-- Excerpt --
§

Open Access News

News from the open access movement

Saturday, April 12, 2008

Notes from Economies of the Commons

Bloggers at Images for the Future have posted notes on several of the speakers and panels at Economies of the Commons: Strategies for Sustainable Access and Creative Reuse of Images and Sounds Online (Amsterdam, April 10-12, 2008).  For example:

From the post on Uncommon Business Models:

...There is always a cost and revenue aspect. [Harry Verwayen] talks about 7 possible open business models.

  • subscrtiption model
  • pay per view/ download (ODE)
  • free + added quality (Prelinger Archives)
  • freemium (+ service) (Flickr, Linkedin)
  • advertisement (NY Times)
  • sponsorships (Memory of the Netherlands, Google Books)
  • community engagement (Tribler)

Most of the money was traditionally earned in a closed environment. Now, how can we do that in an open model?

Open business models in scientific publishing

Jan Velterop, CEO of Knewco is one of the leading experts on Open Access and open business models in scientific publishing. He states that he doesn’t believe in open business models, but he does believe in ‘opening up’ business models. Information is ‘funny stuff’ in this respect that unlike food, after you consumed it, it is not neccesarily gone, he explains. The problem with information is its ‘natural state’. It is open. It goes where it goes. So how do we make money with information or at least make good the costs?

§

-- Information supplied --
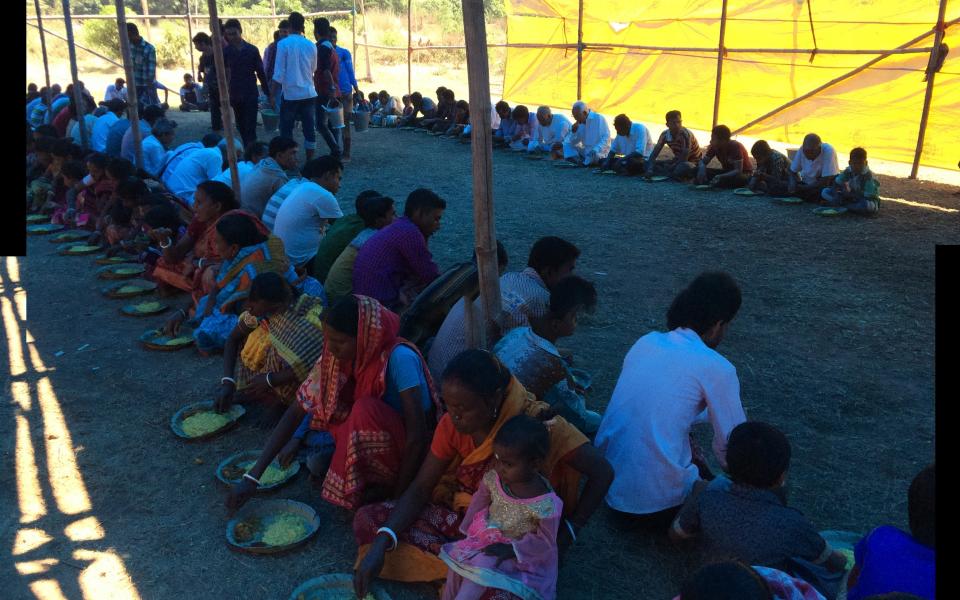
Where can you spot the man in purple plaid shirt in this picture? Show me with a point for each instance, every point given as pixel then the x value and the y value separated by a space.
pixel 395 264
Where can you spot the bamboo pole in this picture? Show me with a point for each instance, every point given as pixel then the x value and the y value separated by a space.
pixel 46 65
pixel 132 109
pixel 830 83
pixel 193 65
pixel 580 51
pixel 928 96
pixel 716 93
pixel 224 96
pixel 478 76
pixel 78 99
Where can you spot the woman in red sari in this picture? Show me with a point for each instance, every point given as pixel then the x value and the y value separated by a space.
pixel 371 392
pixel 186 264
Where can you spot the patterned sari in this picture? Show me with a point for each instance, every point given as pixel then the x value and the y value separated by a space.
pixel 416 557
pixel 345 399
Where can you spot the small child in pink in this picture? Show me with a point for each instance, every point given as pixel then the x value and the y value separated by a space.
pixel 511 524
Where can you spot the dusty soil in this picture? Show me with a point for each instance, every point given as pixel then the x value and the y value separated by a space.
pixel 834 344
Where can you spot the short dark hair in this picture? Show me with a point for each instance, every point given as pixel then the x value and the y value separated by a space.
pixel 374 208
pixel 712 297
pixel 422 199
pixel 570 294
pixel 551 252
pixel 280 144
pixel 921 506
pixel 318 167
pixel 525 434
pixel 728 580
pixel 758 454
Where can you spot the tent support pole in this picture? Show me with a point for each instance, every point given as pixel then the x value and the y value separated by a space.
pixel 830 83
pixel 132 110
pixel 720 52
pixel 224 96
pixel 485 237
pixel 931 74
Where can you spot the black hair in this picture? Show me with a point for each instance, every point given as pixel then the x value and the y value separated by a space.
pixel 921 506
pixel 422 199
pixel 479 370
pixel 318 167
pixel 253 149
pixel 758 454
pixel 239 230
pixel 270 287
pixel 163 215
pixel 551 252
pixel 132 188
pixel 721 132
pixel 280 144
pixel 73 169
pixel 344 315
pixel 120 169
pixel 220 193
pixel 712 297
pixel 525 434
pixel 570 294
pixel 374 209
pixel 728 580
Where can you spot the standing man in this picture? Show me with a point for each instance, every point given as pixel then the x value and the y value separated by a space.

§

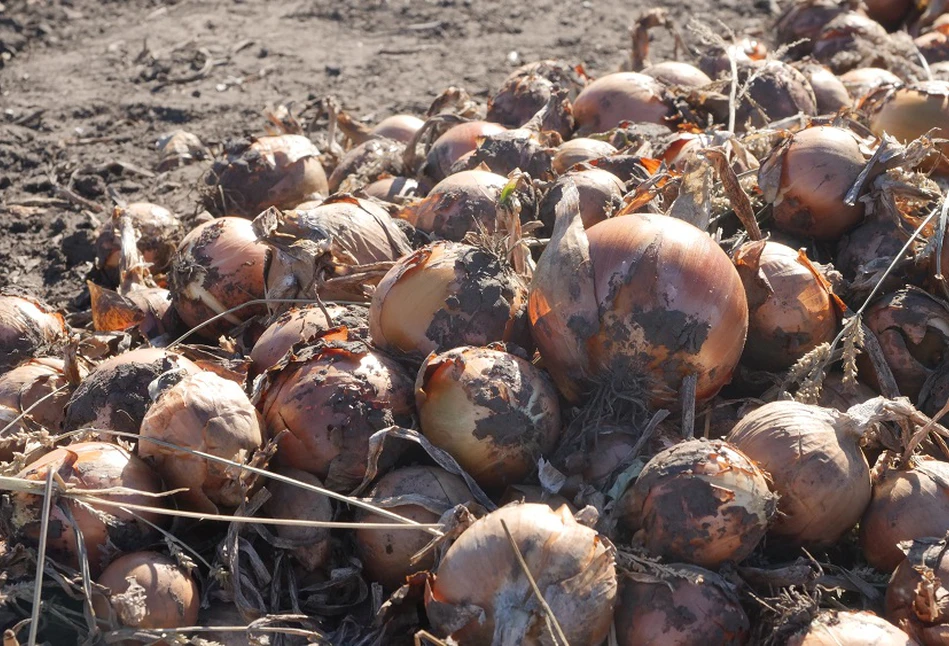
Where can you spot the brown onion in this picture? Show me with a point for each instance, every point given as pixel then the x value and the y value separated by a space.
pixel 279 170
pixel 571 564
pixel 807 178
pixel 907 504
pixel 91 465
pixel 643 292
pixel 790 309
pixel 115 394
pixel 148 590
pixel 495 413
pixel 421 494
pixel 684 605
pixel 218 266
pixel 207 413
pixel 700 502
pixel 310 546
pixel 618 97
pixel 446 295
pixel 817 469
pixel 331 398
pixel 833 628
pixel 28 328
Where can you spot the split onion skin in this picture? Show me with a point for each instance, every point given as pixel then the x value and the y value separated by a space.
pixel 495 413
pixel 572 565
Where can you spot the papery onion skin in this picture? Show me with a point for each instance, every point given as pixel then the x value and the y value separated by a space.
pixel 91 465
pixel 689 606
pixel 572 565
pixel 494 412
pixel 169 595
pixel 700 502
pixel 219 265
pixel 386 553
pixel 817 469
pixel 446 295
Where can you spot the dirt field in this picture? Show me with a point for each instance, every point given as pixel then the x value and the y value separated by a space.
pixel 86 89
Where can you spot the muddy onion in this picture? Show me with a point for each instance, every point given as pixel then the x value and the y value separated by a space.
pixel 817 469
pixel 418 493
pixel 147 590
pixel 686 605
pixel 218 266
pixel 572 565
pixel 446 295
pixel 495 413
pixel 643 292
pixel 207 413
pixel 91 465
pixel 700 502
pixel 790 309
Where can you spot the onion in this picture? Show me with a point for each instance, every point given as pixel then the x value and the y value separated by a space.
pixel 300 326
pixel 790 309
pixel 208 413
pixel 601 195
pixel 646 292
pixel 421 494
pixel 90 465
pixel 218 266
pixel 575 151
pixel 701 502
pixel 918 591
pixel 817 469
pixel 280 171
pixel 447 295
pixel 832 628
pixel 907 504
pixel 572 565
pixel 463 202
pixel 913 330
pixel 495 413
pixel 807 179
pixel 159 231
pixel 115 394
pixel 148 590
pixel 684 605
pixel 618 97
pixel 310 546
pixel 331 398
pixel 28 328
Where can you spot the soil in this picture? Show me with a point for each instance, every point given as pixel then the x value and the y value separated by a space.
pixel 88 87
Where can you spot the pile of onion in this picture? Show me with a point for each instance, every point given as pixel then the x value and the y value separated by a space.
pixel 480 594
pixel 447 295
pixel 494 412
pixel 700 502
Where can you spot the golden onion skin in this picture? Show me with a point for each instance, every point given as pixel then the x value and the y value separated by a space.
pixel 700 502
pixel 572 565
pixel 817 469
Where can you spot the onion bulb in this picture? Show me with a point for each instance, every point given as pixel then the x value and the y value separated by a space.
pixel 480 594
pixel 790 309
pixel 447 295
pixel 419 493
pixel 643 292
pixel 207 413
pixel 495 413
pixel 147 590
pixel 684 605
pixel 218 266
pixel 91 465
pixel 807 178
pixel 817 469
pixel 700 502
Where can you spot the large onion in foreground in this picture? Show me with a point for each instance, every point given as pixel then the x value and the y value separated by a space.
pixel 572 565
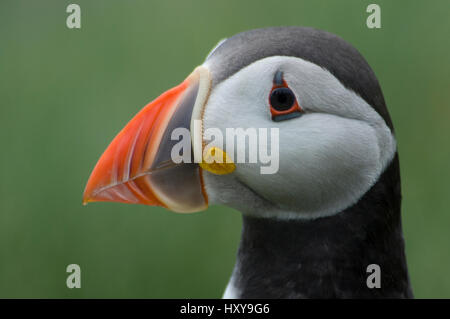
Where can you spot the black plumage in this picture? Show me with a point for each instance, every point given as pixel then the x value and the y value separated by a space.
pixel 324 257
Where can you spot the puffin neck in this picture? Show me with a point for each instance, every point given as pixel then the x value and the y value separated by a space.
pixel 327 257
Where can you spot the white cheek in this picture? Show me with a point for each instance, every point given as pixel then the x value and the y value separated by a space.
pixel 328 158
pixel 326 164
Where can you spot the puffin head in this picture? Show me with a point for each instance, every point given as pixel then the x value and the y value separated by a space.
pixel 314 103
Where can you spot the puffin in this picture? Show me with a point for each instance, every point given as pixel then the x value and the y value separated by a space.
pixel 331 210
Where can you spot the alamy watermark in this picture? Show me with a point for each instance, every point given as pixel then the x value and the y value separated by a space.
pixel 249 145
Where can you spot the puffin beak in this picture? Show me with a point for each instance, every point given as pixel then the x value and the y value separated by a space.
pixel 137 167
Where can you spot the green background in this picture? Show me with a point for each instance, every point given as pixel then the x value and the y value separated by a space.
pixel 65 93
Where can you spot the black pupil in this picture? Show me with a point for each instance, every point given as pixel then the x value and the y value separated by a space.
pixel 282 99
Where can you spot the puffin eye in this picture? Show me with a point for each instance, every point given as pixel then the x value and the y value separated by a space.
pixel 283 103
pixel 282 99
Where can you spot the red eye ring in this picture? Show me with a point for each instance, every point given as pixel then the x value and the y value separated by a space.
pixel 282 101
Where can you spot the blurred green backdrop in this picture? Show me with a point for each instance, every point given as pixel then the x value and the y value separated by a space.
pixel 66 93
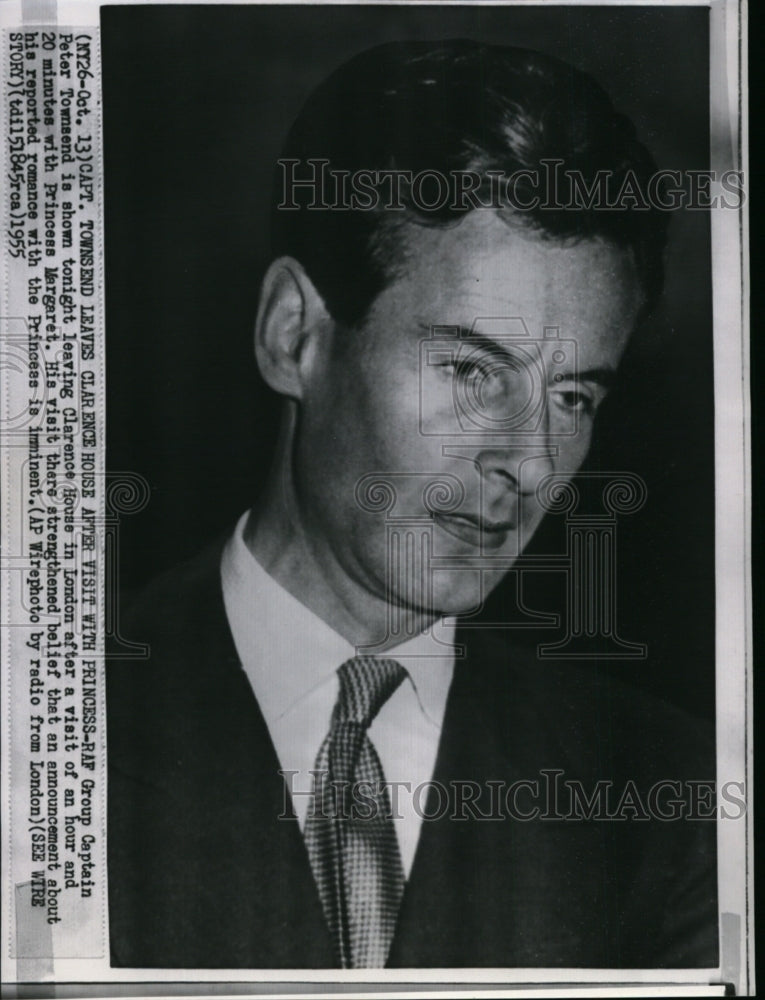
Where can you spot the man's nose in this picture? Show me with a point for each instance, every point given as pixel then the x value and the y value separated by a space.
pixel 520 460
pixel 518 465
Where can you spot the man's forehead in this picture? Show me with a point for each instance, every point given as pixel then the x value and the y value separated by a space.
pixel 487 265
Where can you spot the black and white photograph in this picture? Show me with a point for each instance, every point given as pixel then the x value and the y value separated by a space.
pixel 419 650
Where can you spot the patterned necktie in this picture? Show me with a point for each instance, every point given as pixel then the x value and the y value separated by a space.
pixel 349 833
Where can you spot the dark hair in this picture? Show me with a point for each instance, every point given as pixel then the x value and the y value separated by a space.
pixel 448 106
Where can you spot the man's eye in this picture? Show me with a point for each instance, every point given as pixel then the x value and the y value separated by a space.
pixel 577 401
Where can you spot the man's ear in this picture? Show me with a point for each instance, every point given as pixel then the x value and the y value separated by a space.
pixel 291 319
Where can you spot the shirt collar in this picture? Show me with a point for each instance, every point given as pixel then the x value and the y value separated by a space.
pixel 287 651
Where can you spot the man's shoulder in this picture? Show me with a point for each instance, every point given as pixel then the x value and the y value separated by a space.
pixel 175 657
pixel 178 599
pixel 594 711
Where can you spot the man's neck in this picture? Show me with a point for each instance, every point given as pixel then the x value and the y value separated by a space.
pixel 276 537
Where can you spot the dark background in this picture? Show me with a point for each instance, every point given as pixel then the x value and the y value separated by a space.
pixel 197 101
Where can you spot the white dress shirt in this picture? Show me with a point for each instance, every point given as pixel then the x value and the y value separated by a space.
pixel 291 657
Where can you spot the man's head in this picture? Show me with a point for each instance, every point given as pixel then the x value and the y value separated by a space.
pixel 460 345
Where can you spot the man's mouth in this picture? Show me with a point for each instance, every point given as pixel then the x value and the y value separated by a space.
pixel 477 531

§

-- Tasks to complete --
- A) According to the Economies of the Commons post, what company is Jan Velterop CEO of?
- B) List every organization or service that the Economies of the Commons post names in parentheses as an example of an open business model.
- C) Write a continuation of the Economies of the Commons post that picks up after its final sentence.

-- Task-by-task answers --
- A) Knewco

- B) ODE, Prelinger Archives, Flickr, Linkedin, NY Times, Memory of the Netherlands, Google Books, Tribler

- C)
According to Velterop there are 3 potential sources of funding. The reader. Here copy right is the construct of making money. But, subscriptions come with restriction and this is something that is not alway desirable. Second, the author, the provider of information. Actually this is more common than people think according to Velterop. A classic example is advertising. Third, 3rd parties.

The key is the one who has the biggest interest, is the one who pays. You see that most business models, for example in the newspaper industry, move to the author or the sponsor who pays instead of the reader. Open access in research publishing works, because in research publishing there is a big interest form the author. Closing deals as a publisher with the authors is a way to give open access to information at least for scientific publisher Springer....

Panel discussion

Together with pannelists Peter Kaufman (Intelligent Television), Roei Amit (INA), Rick Prelinger (Prelinger Archives) and Eerde Hovinga (NIBG-tbc) Verwayen, Woost and Velterop reflect on the impacts of these models on audiovisual archives....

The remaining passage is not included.